*Text excerpt*
################
The main structures that are present in Nepalese Himalaya are these thrust zones, namely Main Frontal Thrust (MFT), Main Boundary Thrust (MBT), Main Central Thrust (MCT), South Tibetian Detachment System (STDS) and Indus-Tsangpo Suture Zone (ITS). The locations of these thrust zones are also explained above paragraphs and schematic diagram is given below showing different geologic zones of Nepal and Thrust Zones separating them.
Thrusts are not lines but are weakness plane. When the Indian Plate collided with the Eurasian Plate these thrusts were formed and since Indian Plate is still getting sub-ducted into the Eurasian Plate it is believed that still more thrusts are being created in the southern direction. The rocks in these thrust zones are highly fracture or crushed. The geodetic measurement has shown that MBT is quite active nowadays. This movement along the MBT appears obvious due to geomorphic features like pressure ridges.
################
*Job 1*
In the passage on thrust zones of the Nepalese Himalaya, which thrust do geodetic measurements show to be quite active today?
*Job 2*
Carry on the passage about thrust zones of the Nepalese Himalaya, starting after its last sentence.

*Provided data*
################
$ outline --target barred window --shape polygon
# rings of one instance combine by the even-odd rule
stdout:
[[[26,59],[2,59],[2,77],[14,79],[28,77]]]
################
*Written answer 1*
The Main Boundary Thrust (MBT).

*Written answer 2*
Significance in Geotechnical Engineering
The knowledge of these zones and structures are very important for a geotechnical engineer. Since characteristics of certain zone can be favorable for certain purpose while unfavorable for other. Like the Terai Zone is favorable for land use like cultivation and settlement, the Siwalik Zone may be favorable for quarry site for gravel and stone. Considering these diversity even the design specification for hill and terai (plain) is different for infrastructures such as road and irrigation. Structures present in the rocks are also very important for locating construction site for the proposed structure. Geological Structures that are commonly found in Nepalese Himalaya are:
      ·         Folds
      ·         Active Faults and Thrusts
      ·         Joint, Cracks and Fractures
      ·         Orientation and characteristics of the Bedding and Foliation Plane
Almost all of these structures are unfavorable for construction of infrastructure although orientations of some of them are favorable. Folds are sometime regional and sometime local in range of scale. Local folds are more risk than regional ones so care should be adopted when construction has to be done on them. Active faults and thrusts should be avoided while finding the location for construction of structure as they have low bearing strength and rocks underneath them are highly crushed and fractured. Joints cracks and fractures also present problem during construction. They pose problem of stability and also of seepage during construction of dams and reservoirs, so should be avoided as far as possible or should be treated when option of avoiding is not available. Orientation and characteristics of bedding plane and foliation plane plays major role in the hill slope stability and during alignment of tunnels. It is one of the major factors that govern the alignment of the tunnel. These planes are sometimes considered favorable and sometimes unfavorable due to their orientation.